▶ Texto mostrado:
##########

Internacional

Reino Unido afronta con vértigo su último año en la UE

  • La inestabilidad en el Ejecutivo puede causar serios problemas económicos
Dos ciudadanos británicos lucen los colores del Reino Unido en el desfile de Año Nuevo de Londres. Imagen: Reuters

Reino Unido afronta un vertiginoso año en el que deberá decidir qué relación quiere con el principal bloque comercial del mundo, sin romper la débil cohesión de su Gobierno. Dieciocho meses desde el referéndum del Brexit han servido solo para preparar los prolegómenos de la conversación que realmente importa a las partes: cómo interactuarán una vez la segunda economía europea navegue en solitario por primera vez desde 1973.

Si en año y medio apenas han logrado acordar la apertura de esta fase, Londres y Bruselas solo tienen seis meses para establecer el nuevo marco. Los Veintisiete no hablarán del encaje comercial hasta marzo, para dar tiempo al Ejecutivo de Theresa May a decidir a qué aspira: pese a ser, a priori, el primer interesado en manifestar sus deseos sobre un mercado al que actualmente dedica el 50 por ciento de sus exportaciones, el Gobierno británico no había abordado el tema hasta el último Consejo de Ministros de 2017. Siendo la última reunión del año, un fracturado gabinete logró un mínimo común, pero es difícil que la tregua continúe cuando May concrete propuestas.

Por si fuera poco, en los últimos coletazos del año, la primera ministra perdió a su de facto número dos por un nunca aclarado escándalo de consumo de pornografía, lo que ha redistribuido la correlación de fuerzas en un equipo hasta entonces dividido entre partidarios y opositores a un Brexit duro. La propia May ha intentado rersevar sus cartas, consciente de la fractura que le generará dar respuestas: su objetivo es lograr primero un consenso en Bruselas para, después, convencer al norte del Canal de la Mancha de que es la mejor solución.

Europa, dura en la negociación

El problema es que su intención es lograr una fórmula específica para el caso británico, y los Veintisiete no están dispuestos a ir más allá de las existentes, con Canadá como referencia fundamental, dado el rechazo de Londres a continuar en el mercado común y en la unión de aduanas. El negociador jefe de la UE, Michel Barnier, ha reiterado que abandonar tiene que implicar un precio y la cohesión del proyecto comunitario no se puede permitir transmitir la idea de que un miembro puede abandonar el barco sin sufrir consecuencias en forma de acceso al mercado único e, incluso, un nuevo orden económico.

El Gobierno británico, por el contrario, parece vivir en una permanente campaña electoral, en la que cada bando defiende que su apuesta ofrecerá un futuro de prosperidad, especialmente el frente pro-Brexit, que mantiene que el poderío de Reino Unido permitirá superar los baches de salida del mapa comercial.

##########

(Entradas guardadas)
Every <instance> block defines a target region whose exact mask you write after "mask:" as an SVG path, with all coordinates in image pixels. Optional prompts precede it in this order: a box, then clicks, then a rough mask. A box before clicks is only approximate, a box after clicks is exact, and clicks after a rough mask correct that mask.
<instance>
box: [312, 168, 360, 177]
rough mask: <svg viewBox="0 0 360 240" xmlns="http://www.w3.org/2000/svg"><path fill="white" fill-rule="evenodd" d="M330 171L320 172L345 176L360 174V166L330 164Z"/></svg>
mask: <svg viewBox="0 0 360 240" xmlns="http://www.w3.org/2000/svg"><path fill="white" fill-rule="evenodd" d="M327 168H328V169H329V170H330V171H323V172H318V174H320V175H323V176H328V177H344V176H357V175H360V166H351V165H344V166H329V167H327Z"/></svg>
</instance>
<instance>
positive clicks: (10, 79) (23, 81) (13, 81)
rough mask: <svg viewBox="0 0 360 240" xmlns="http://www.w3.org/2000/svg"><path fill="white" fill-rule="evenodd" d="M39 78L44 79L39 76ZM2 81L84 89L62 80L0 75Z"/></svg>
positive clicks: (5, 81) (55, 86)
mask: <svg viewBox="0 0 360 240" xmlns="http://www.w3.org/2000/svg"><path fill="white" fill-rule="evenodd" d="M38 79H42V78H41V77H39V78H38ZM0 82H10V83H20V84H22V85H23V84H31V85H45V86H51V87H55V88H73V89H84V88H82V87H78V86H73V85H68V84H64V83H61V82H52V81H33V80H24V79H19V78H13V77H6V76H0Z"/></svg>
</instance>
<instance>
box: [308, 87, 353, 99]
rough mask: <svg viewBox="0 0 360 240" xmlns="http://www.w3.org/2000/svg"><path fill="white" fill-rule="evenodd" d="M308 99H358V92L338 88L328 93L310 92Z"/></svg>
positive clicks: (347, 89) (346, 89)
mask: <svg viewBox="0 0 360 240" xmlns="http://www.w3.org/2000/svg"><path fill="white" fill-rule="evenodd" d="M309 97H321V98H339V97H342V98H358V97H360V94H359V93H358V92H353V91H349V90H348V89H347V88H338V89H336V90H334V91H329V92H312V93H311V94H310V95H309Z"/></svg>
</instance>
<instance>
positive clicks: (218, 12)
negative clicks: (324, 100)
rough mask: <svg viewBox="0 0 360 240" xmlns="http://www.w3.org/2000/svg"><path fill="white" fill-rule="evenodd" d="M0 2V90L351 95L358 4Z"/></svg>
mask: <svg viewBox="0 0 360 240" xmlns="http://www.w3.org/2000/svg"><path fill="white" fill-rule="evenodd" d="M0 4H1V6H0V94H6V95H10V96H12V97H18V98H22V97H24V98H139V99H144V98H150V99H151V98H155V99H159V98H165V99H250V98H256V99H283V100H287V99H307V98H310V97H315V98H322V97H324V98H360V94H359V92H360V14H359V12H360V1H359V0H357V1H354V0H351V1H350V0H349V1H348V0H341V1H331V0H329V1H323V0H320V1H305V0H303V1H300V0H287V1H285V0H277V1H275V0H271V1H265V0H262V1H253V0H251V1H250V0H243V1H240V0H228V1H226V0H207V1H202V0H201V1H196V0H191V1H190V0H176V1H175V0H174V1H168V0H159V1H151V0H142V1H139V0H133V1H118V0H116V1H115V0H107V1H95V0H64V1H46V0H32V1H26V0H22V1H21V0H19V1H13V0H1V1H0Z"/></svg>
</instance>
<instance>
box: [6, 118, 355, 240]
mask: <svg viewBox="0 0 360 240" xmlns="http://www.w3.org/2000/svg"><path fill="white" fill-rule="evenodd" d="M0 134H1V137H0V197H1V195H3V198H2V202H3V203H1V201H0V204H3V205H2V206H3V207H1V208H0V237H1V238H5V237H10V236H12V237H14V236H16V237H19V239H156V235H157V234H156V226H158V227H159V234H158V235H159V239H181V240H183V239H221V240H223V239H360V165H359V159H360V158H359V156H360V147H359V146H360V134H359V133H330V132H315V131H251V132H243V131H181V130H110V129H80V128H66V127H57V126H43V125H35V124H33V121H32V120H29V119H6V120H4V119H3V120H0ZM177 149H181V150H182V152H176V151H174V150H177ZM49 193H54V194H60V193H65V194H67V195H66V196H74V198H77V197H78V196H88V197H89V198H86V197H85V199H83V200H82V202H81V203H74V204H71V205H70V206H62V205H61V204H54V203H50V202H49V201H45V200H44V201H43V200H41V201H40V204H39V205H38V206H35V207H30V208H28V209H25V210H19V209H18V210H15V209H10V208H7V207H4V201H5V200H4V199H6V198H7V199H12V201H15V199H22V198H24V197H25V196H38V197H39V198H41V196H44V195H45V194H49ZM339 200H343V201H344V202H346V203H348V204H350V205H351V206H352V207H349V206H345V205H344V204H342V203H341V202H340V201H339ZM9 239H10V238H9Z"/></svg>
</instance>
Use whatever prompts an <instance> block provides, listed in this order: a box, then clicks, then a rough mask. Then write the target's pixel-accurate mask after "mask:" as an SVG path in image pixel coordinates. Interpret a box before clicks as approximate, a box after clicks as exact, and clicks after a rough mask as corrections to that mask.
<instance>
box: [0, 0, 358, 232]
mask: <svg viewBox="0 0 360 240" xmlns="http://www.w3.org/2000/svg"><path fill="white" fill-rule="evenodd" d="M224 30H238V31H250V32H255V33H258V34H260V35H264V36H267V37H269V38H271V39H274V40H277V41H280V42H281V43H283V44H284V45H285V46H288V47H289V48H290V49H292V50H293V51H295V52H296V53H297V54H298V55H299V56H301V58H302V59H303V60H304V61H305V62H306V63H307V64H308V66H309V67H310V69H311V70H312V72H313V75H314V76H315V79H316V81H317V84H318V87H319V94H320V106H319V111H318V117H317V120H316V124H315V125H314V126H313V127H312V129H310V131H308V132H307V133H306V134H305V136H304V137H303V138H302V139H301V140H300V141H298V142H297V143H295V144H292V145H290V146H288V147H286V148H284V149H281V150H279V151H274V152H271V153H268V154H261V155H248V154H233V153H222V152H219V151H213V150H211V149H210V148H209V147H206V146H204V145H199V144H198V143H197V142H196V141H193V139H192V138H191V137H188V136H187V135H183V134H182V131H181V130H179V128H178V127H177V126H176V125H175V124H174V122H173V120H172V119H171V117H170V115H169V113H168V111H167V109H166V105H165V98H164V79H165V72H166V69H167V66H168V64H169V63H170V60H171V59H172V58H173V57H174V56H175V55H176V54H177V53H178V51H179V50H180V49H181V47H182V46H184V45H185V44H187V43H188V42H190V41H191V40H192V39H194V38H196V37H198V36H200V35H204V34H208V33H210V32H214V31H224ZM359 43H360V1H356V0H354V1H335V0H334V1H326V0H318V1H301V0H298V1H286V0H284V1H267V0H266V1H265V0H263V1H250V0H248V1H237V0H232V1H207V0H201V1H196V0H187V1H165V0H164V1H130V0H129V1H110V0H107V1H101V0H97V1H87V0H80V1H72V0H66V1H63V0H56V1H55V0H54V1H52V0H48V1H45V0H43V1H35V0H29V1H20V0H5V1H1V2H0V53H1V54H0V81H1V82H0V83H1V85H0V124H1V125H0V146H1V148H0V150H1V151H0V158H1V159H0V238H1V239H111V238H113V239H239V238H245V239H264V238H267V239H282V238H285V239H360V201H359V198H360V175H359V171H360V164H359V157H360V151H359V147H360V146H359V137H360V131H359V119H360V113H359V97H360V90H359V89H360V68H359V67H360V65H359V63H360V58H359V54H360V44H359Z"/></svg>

##########

▶ Tareas pendientes:
A. Responde según el artículo sobre el Brexit:
(i) ¿Desde qué año no navegaba en solitario la segunda economía europea?
(ii) ¿Qué porcentaje de sus exportaciones dedica actualmente Reino Unido al mercado de la UE?
(iii) ¿Qué país toman los Veintisiete como referencia fundamental?
B. Indica, por favor, si cada afirmación coincide con el artículo sobre el Brexit:
(i) Los Veintisiete hablarán del encaje comercial antes de marzo.
(ii) Michel Barnier es el negociador jefe de la UE.
(iii) Londres y Bruselas tienen seis meses para establecer el nuevo marco.

▶ Soluciones:
A.
(i) 1973.
(ii) El 50 por ciento.
(iii) Canadá.

B.
(i) No: "Los Veintisiete no hablarán del encaje comercial hasta marzo".
(ii) Sí: "El negociador jefe de la UE, Michel Barnier".
(iii) Sí: "Londres y Bruselas solo tienen seis meses para establecer el nuevo marco".